** Begin **

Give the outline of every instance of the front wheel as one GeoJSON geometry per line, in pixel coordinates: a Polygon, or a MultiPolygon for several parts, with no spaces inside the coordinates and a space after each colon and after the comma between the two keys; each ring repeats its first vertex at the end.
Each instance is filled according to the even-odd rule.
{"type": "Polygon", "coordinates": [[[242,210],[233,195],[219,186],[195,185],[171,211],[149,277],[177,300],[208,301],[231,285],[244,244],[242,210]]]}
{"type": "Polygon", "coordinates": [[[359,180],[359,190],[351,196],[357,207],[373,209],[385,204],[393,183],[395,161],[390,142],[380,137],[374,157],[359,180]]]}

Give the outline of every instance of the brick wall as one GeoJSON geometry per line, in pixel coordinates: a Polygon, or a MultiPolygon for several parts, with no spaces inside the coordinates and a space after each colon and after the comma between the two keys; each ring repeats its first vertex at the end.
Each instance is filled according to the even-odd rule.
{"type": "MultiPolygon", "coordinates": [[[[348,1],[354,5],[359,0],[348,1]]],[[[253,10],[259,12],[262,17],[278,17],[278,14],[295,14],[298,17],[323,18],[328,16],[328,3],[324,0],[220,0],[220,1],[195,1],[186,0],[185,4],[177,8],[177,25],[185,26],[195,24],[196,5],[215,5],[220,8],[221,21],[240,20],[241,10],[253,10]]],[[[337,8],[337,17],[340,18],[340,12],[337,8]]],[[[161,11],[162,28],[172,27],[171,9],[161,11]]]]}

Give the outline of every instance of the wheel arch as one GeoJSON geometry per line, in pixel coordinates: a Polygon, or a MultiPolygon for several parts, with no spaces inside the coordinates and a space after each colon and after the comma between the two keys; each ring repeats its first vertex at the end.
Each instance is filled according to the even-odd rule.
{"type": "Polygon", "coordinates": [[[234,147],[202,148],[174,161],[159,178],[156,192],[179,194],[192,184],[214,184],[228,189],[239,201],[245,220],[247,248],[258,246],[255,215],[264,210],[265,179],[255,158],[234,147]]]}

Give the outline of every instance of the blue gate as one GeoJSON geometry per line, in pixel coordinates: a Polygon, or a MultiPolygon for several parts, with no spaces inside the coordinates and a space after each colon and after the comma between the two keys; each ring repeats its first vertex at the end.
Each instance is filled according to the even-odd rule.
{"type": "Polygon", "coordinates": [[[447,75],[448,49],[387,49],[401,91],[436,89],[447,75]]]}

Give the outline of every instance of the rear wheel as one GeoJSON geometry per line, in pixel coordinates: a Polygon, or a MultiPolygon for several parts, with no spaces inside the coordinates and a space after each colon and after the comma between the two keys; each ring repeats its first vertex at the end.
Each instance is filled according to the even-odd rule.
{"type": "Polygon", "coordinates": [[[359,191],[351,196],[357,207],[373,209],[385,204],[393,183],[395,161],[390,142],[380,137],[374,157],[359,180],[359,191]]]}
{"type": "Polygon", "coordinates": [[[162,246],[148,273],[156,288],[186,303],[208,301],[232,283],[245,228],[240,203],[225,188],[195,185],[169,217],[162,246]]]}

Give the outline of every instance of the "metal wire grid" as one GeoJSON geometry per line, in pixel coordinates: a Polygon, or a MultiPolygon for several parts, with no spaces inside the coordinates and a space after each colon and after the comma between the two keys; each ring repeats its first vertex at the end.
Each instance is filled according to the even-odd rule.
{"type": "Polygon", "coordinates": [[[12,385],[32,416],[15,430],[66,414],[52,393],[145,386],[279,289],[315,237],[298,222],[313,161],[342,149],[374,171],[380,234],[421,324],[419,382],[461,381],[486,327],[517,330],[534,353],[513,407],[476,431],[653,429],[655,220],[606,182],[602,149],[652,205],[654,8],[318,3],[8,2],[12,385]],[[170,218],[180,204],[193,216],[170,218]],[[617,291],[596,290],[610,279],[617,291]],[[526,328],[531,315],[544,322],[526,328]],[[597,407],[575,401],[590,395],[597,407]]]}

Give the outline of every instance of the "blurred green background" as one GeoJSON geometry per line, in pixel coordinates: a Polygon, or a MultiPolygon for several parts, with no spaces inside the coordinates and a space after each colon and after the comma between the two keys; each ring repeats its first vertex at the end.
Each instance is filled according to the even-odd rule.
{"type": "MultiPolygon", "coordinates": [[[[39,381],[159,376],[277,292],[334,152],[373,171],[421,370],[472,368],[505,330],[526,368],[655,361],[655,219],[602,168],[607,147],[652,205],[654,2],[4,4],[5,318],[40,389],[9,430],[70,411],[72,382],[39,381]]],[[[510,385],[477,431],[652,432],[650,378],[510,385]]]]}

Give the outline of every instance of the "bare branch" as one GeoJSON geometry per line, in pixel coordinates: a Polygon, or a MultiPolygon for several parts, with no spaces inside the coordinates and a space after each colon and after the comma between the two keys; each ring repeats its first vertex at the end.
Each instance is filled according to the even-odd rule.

** End **

• **WORK INSTRUCTIONS**
All records above must be set down exactly, please.

• **ANSWER FOR THIS EXERCISE**
Give the outline of every instance of the front wheel as one GeoJSON geometry per line, in pixel coordinates: a Polygon, or a MultiPolygon for several parts, with no spaces inside the coordinates and a space after each colon and after the comma between the two keys; each ring repeats its first vertex at the end.
Each instance is filled according to the even-odd rule.
{"type": "Polygon", "coordinates": [[[242,210],[233,195],[219,186],[195,185],[171,211],[149,277],[177,300],[208,301],[231,285],[244,244],[242,210]]]}
{"type": "Polygon", "coordinates": [[[359,180],[359,190],[351,196],[357,207],[373,209],[385,204],[393,183],[395,161],[390,142],[380,137],[374,157],[359,180]]]}

Give the outline of every instance of the brick wall as one GeoJSON geometry per line, in pixel coordinates: a Polygon, or a MultiPolygon for several parts, with no spaces inside the coordinates and a space after each colon and after the comma between the two keys; each ring repeats its first vertex at the end.
Each instance is filled according to the even-odd rule.
{"type": "MultiPolygon", "coordinates": [[[[348,1],[354,5],[359,0],[348,1]]],[[[253,10],[259,12],[262,17],[278,17],[278,14],[295,14],[298,17],[323,18],[328,16],[328,3],[324,0],[220,0],[220,1],[195,1],[186,0],[185,4],[177,8],[177,25],[185,26],[195,24],[196,5],[215,5],[220,8],[221,21],[240,20],[241,10],[253,10]]],[[[337,8],[337,17],[340,18],[340,12],[337,8]]],[[[161,11],[162,28],[172,27],[171,9],[161,11]]]]}

Give the outline of every instance of the wheel arch as one GeoJSON geometry per line, in pixel coordinates: a Polygon, or a MultiPolygon for several parts, with no spaces inside the coordinates and a space after each colon and after the comma between the two keys; each ring repeats its first vertex at the end.
Each instance is filled according to the even-odd rule.
{"type": "Polygon", "coordinates": [[[234,147],[202,148],[174,161],[159,178],[156,192],[179,194],[192,184],[214,184],[228,189],[239,201],[245,220],[247,248],[258,246],[255,215],[264,210],[265,179],[255,158],[234,147]]]}

Give the outline of every instance of the blue gate as one GeoJSON geometry per line, in pixel coordinates: a Polygon, or a MultiPolygon for several parts, with no spaces inside the coordinates and a space after each colon and after the comma between the two keys; each ring repeats its first vertex at the end.
Each instance is filled according to the even-odd rule.
{"type": "Polygon", "coordinates": [[[447,75],[448,49],[387,49],[401,91],[436,89],[447,75]]]}

Give the outline of every instance of the rear wheel as one GeoJSON geometry per line, in pixel coordinates: a Polygon, or a MultiPolygon for several parts, with no spaces inside the coordinates and a space after each colon and after the comma between the two keys; each ring repeats its first vertex at the end.
Each instance is filled according to the even-odd rule.
{"type": "Polygon", "coordinates": [[[359,191],[351,196],[357,207],[373,209],[385,204],[393,183],[395,161],[390,142],[380,137],[374,157],[359,180],[359,191]]]}
{"type": "Polygon", "coordinates": [[[162,246],[148,273],[156,288],[186,303],[208,301],[232,283],[245,228],[240,203],[225,188],[195,185],[169,217],[162,246]]]}

Give the outline of every instance of the "metal wire grid" as one GeoJSON geometry per line, in pixel coordinates: a Polygon, or a MultiPolygon for several parts, with no spaces inside the coordinates and a space after each colon and after the comma between the two keys; each ring repeats its first vertex at the end.
Each instance is filled according to the even-odd rule.
{"type": "Polygon", "coordinates": [[[12,385],[32,416],[15,430],[66,414],[52,393],[145,386],[279,289],[315,237],[298,222],[313,161],[342,149],[374,171],[380,234],[421,324],[419,382],[461,381],[486,327],[517,330],[534,353],[513,407],[476,431],[653,429],[655,220],[606,182],[602,149],[652,205],[654,8],[318,3],[8,2],[12,385]],[[170,218],[180,204],[193,216],[170,218]],[[617,291],[596,290],[610,279],[617,291]],[[526,328],[531,315],[544,322],[526,328]],[[597,407],[575,401],[590,395],[597,407]]]}

Give the outline of every instance of the "blurred green background" as one GeoJSON geometry per line, in pixel coordinates: a Polygon, or a MultiPolygon for several parts, with no spaces inside the coordinates and a space after each colon and after the comma between the two keys; each ring repeats its first vertex at the end.
Each instance is filled according to the even-odd rule.
{"type": "MultiPolygon", "coordinates": [[[[39,381],[159,376],[277,292],[334,152],[373,171],[421,370],[472,368],[505,330],[526,368],[655,361],[655,219],[602,168],[607,147],[652,205],[654,2],[4,4],[5,318],[40,389],[9,430],[70,411],[72,382],[39,381]]],[[[510,385],[477,431],[652,432],[650,378],[510,385]]]]}

Give the outline of every instance of the "bare branch" as one GeoJSON geometry per line, in pixel coordinates: a Polygon, or a MultiPolygon for several parts, with no spaces inside the coordinates and a space after each colon and after the comma between the two keys; each ring repeats its first vertex at the end.
Each instance is filled according to the even-odd rule.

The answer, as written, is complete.